- Задания
a – Пожалуйста, перепечатайте часть исходного текста: начните с места, где стоят слова «Работы Фарадея по», и остановитесь после слов «только теоретическое представление.».
b – Какие годы жизни Джеймса Клерка Максвелла указаны в исходном тексте?

- Исходный текст
'''

Работы Фарадея по электромагнитной индукции позволили разным предприимчивым и изобретательным бизнесменам вроде отца Эйнштейна и его дяди конструировать разные новые типы электрических генераторов из катушек с намотанной на них проволокой и движущихся магнитов. Таким образом, юный Эйнштейн о фарадеевых полях имел не только теоретическое представление.

В свою очередь физик Джеймс Клерк Максвелл (1831–1879), импозантный шотландец с кустистой бородой, вывел замечательные уравнения, которые, в частности, описывали то, как изменяющиеся электрические поля приводят к появлению магнитных полей, а меняющиеся магнитные поля приводят к появлению электрических полей. Переменное электрическое поле действительно может создать переменное магнитное поле, а оно в свою очередь может создать меняющееся электрическое поле и так далее, и в результате этого взаимопревращения возникает электромагнитная волна.

Эйнштейн свое предназначение видел в том числе и в развитии идей великого шотландца (знаковое совпадение: Ньютон родился в тот год, когда умер Галилей, а Эйнштейн родился в год смерти Максвелла). Это был теоретик, сбросивший господствующие предубеждения, который позволил мелодиям математики увести его в неизведанные дали, нашел гармонию, основанную на красоте и простоте теории поля.

'''

- Выдержка из данных
'''

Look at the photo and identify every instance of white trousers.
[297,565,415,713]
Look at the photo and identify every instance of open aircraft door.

'''

- Ответы по заданиям
a –
Работы Фарадея по электромагнитной индукции позволили разным предприимчивым и изобретательным бизнесменам вроде отца Эйнштейна и его дяди конструировать разные новые типы электрических генераторов из катушек с намотанной на них проволокой и движущихся магнитов. Таким образом, юный Эйнштейн о фарадеевых полях имел не только теоретическое представление.

b – 1831–1879.